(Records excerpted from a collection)
※ ※ ※
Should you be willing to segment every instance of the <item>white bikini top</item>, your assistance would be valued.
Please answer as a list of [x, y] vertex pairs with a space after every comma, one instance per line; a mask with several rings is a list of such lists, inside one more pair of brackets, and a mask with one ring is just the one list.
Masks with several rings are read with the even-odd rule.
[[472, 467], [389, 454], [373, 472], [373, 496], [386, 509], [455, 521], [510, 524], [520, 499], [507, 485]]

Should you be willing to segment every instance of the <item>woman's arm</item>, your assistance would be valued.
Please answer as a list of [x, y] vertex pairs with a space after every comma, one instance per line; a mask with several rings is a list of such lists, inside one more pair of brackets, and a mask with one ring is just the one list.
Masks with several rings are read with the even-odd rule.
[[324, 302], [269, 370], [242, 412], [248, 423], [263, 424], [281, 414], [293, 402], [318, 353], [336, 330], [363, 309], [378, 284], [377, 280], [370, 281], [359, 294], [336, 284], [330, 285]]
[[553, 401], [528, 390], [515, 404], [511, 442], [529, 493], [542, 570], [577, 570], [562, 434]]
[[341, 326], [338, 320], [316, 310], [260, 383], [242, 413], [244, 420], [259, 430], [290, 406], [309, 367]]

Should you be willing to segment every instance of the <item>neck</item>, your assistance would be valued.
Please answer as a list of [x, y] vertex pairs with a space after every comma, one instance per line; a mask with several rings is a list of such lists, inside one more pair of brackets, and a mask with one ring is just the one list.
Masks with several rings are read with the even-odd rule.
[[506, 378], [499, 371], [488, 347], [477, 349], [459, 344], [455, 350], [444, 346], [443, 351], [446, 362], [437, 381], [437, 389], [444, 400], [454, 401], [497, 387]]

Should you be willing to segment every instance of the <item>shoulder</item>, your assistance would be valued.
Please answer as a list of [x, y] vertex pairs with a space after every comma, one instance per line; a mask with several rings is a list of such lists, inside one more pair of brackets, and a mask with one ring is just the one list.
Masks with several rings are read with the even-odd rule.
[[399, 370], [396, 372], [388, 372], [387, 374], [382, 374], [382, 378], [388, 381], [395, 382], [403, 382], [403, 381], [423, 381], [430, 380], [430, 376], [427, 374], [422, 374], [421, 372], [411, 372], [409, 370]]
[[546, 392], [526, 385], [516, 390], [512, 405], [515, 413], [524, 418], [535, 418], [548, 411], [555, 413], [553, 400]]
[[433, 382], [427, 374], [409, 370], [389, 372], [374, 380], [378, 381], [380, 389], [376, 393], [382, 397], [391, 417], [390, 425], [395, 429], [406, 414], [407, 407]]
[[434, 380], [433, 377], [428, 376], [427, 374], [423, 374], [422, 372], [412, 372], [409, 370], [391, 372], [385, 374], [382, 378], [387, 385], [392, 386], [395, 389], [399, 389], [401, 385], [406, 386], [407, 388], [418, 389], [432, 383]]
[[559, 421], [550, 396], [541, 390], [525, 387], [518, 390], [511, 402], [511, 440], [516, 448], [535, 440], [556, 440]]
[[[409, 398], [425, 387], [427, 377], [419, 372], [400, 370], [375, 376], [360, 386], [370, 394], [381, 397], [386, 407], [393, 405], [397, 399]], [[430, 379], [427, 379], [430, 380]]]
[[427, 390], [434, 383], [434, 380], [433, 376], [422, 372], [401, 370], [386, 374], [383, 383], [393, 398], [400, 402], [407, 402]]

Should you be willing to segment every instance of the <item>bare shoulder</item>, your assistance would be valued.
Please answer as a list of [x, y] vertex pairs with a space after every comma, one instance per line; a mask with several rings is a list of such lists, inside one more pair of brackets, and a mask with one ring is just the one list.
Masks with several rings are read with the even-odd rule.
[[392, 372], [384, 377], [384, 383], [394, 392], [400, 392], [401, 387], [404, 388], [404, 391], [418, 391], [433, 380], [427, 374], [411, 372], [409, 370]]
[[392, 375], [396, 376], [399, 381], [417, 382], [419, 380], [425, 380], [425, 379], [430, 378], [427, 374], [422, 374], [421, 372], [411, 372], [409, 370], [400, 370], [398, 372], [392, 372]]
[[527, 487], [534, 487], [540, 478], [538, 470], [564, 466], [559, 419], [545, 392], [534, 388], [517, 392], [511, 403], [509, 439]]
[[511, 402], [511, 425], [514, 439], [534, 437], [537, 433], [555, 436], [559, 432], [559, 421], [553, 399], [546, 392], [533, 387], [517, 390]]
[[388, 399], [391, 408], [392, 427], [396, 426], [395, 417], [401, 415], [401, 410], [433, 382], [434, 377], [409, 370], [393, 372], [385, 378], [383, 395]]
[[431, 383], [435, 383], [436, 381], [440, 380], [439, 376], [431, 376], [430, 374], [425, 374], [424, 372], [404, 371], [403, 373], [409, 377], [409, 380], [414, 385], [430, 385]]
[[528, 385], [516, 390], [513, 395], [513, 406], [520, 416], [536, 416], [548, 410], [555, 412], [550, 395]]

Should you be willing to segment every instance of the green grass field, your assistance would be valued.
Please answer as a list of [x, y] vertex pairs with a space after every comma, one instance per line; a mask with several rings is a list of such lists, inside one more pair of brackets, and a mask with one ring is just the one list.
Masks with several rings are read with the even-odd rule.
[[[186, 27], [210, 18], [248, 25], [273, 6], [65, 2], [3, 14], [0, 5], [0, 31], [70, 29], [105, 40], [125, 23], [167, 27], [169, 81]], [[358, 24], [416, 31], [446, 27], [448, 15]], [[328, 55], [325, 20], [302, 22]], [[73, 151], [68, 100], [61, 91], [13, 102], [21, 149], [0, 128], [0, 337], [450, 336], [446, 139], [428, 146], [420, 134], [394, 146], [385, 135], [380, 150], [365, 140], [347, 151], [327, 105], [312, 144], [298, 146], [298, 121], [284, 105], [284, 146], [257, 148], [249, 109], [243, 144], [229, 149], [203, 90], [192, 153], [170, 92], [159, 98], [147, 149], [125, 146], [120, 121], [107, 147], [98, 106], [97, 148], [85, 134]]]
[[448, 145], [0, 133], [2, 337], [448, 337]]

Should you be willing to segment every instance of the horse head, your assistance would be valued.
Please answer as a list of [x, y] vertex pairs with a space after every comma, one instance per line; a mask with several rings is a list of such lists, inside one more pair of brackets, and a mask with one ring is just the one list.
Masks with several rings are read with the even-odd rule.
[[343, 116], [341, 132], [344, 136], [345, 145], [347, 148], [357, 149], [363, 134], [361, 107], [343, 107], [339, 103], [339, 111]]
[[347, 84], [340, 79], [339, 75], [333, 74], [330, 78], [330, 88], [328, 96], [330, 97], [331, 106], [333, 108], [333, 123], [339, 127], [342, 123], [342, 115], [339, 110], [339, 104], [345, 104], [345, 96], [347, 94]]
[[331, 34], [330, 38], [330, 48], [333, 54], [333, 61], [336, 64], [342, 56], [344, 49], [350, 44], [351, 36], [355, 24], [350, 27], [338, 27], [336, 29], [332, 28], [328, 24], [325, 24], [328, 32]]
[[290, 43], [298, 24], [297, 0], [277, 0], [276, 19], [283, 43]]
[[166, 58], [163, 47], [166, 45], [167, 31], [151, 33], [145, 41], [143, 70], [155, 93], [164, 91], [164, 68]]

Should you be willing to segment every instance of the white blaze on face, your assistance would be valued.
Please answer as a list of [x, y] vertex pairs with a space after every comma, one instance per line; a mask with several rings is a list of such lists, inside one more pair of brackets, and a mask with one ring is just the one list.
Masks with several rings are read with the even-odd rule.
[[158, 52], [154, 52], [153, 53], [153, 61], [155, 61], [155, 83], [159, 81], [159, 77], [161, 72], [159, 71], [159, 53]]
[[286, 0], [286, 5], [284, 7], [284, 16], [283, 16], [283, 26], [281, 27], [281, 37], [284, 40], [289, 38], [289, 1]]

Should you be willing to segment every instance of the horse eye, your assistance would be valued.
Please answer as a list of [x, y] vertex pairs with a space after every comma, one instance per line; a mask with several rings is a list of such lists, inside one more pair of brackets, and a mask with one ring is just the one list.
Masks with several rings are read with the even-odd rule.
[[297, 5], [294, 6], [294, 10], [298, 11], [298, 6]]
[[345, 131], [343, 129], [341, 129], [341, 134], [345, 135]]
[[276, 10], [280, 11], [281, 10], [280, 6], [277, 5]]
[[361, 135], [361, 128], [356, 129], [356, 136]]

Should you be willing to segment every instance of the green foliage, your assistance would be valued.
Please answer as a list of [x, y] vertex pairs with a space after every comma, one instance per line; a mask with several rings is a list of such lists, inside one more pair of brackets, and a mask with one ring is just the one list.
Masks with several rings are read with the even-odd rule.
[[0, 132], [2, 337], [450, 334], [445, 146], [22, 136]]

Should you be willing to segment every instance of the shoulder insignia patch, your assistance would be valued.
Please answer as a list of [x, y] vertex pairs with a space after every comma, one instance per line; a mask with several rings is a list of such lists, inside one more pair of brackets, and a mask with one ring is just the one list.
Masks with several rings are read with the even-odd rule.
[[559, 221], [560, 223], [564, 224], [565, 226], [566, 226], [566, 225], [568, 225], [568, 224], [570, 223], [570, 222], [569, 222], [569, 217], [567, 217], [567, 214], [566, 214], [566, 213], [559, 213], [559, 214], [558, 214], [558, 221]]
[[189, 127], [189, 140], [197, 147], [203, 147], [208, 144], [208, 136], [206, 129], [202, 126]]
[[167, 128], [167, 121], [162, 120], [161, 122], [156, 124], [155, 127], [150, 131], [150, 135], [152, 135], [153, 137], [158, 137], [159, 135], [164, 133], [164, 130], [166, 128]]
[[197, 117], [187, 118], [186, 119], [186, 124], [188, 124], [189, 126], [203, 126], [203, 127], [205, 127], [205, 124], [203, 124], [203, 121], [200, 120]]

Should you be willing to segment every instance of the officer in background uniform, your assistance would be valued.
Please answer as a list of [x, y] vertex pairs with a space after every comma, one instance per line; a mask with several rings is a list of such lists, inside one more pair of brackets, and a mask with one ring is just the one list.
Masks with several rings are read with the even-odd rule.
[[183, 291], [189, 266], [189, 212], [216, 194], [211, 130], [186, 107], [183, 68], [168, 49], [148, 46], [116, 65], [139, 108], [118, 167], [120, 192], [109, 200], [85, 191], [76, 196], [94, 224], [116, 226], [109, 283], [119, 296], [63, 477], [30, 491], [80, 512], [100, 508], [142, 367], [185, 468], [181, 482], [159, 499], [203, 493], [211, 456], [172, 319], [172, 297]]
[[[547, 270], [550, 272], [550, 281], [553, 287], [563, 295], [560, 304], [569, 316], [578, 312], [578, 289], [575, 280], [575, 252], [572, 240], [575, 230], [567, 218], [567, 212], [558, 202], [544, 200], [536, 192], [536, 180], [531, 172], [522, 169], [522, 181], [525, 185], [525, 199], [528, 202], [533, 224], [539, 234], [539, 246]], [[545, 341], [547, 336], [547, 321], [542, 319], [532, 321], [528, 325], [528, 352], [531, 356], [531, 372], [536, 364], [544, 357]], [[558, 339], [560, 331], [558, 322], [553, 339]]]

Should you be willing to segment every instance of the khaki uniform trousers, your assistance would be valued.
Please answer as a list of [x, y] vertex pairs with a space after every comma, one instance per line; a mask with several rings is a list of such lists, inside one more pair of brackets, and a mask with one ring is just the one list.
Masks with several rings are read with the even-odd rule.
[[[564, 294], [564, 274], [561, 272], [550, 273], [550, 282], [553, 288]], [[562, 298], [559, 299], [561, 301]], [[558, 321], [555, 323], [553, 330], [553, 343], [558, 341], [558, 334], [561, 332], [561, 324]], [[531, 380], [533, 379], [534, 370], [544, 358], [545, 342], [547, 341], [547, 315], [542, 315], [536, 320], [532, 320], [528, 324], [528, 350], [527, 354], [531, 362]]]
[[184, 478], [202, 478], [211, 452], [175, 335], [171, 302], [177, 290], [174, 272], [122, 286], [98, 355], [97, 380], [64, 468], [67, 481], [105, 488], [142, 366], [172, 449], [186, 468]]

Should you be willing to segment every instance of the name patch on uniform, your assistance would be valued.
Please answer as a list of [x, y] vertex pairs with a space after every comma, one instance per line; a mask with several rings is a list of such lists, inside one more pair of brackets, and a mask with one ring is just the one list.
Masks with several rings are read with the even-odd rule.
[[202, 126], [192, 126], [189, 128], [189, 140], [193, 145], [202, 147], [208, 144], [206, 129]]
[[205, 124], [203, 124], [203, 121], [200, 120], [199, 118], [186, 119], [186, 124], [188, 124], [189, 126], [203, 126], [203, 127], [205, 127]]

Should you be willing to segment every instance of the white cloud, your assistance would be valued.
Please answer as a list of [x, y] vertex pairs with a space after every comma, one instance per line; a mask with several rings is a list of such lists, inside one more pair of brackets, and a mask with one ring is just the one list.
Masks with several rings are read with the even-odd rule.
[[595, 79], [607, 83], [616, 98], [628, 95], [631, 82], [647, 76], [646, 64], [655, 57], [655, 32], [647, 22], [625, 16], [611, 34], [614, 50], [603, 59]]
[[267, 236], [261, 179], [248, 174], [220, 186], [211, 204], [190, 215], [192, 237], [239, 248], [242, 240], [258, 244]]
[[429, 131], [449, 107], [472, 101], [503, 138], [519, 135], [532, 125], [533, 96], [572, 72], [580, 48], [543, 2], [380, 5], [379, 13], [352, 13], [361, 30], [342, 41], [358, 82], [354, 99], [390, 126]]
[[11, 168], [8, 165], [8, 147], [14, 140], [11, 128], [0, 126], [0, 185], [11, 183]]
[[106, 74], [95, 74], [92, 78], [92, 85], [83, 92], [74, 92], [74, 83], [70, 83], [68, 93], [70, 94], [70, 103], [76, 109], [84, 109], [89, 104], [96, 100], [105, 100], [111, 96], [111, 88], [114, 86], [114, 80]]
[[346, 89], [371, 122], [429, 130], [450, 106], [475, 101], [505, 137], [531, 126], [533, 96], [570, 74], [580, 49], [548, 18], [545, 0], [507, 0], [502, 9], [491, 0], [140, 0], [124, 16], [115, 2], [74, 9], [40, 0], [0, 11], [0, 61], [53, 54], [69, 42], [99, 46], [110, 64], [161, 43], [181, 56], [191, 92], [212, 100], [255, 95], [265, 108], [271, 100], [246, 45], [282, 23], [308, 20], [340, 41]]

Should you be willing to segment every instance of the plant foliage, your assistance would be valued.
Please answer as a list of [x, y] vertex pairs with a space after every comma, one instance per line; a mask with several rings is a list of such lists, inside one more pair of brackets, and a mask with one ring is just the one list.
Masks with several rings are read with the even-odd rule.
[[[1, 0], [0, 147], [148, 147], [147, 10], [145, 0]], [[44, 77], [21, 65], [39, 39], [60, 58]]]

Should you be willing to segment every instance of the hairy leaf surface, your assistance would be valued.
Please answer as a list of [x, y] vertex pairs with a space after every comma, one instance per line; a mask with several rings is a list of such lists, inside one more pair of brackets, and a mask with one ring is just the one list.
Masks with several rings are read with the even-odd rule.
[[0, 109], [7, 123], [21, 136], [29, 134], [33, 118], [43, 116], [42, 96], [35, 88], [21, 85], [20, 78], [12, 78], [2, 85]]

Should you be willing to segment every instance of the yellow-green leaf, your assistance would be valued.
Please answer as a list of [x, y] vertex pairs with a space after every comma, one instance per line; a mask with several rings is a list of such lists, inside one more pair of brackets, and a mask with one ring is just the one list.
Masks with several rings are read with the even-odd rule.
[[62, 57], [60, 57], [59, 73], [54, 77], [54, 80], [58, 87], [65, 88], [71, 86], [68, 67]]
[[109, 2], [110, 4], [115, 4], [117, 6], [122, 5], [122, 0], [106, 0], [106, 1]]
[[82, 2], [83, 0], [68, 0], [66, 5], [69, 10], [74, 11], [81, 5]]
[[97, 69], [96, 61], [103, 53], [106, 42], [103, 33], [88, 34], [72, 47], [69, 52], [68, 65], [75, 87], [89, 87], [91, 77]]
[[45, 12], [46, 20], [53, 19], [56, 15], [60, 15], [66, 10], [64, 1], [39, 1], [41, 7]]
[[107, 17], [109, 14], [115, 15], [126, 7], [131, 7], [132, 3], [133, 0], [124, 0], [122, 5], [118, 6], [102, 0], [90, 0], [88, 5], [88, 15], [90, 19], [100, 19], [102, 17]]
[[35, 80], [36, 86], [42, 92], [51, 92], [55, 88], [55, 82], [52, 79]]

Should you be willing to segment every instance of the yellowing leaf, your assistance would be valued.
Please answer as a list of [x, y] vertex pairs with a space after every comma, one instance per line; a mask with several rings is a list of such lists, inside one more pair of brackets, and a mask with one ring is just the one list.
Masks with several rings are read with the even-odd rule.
※ ※ ※
Problem requirements >>
If a line of the entries contains "white", it counts; give the total of such lines and nothing more.

Answer section >>
3